[THE INPUT]:
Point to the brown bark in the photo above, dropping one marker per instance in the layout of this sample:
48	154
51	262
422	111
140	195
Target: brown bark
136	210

[YOUR TASK]: Each line of the listing is to be reproduced verbatim.

[EXERCISE SOLUTION]:
Point to the brown bark in the photo above, dropping one marker per instance in the layout of this sample:
48	154
51	262
422	111
140	195
Target: brown bark
136	210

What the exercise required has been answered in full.